======== Recorded data

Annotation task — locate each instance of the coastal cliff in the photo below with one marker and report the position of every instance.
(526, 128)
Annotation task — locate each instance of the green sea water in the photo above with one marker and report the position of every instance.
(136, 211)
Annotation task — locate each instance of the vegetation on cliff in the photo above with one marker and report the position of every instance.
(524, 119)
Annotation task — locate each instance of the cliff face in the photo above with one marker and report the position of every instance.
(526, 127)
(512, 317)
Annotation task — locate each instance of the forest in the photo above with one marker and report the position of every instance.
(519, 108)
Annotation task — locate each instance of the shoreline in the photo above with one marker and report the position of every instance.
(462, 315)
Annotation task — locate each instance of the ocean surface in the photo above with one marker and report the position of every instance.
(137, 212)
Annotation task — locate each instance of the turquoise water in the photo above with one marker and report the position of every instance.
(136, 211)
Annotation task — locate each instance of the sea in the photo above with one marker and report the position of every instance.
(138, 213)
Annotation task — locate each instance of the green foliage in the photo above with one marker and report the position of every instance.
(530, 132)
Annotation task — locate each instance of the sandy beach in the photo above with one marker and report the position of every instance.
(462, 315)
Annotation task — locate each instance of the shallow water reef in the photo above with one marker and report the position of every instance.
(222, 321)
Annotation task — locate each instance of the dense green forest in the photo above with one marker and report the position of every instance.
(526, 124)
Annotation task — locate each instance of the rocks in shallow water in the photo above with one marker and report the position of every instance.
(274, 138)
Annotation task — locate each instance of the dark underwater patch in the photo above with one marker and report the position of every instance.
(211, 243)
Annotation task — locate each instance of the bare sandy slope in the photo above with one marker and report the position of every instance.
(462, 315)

================

**Work item**
Every entry, written out exactly, is what the response should contain.

**Result**
Annotation task — locate each instance of the coastal cliff in the photo below with one marker and report the position of every instance.
(526, 128)
Annotation task — locate each instance of the green sea water in the photo above with one marker and report the position of every instance.
(136, 211)
Annotation task — locate each instance of the vegetation on cliff in the photo above with one marker and report the position of every instance.
(524, 119)
Annotation task — locate each instance of the cliff face in the photo above with one marker and report the position of every instance.
(526, 127)
(512, 317)
Annotation task — locate each instance of the forest in the photo above with one marker and report the position of every instance.
(519, 108)
Annotation task — locate each instance of the shoreline in the photo above with one marker and report the position of every instance.
(462, 315)
Annotation task — locate each instance of the ocean surface in the photo above with one marker and report the position of every instance.
(137, 212)
Annotation task — locate each instance of the turquoise water in the photo above with one marker and report the position of every instance.
(136, 211)
Annotation task — locate each instance of the sea in the photo above with one marker and report the position of every instance.
(138, 213)
Annotation task — locate each instance of the green foliage in the photo above with one marker and report the position of every instance.
(530, 132)
Annotation task — locate each instance of the sandy beach in the photo above with one marker and report the position of every instance.
(462, 315)
Annotation task — locate each instance of the shallow water reef in the photo above with one marker and report the position of every instance.
(222, 321)
Annotation task — locate each instance of the dense green forest in the photo above with one marker and report the position of every instance.
(526, 124)
Annotation task — locate each instance of the rocks in shallow water in the photo above with one marker and report the position of every instance.
(274, 138)
Annotation task — locate each instance of the dark underwater patch in the photo above with one marker and report the position of every instance.
(211, 243)
Annotation task — locate each instance of the bare sandy slope in the photo above with one marker and report the position of every instance.
(462, 315)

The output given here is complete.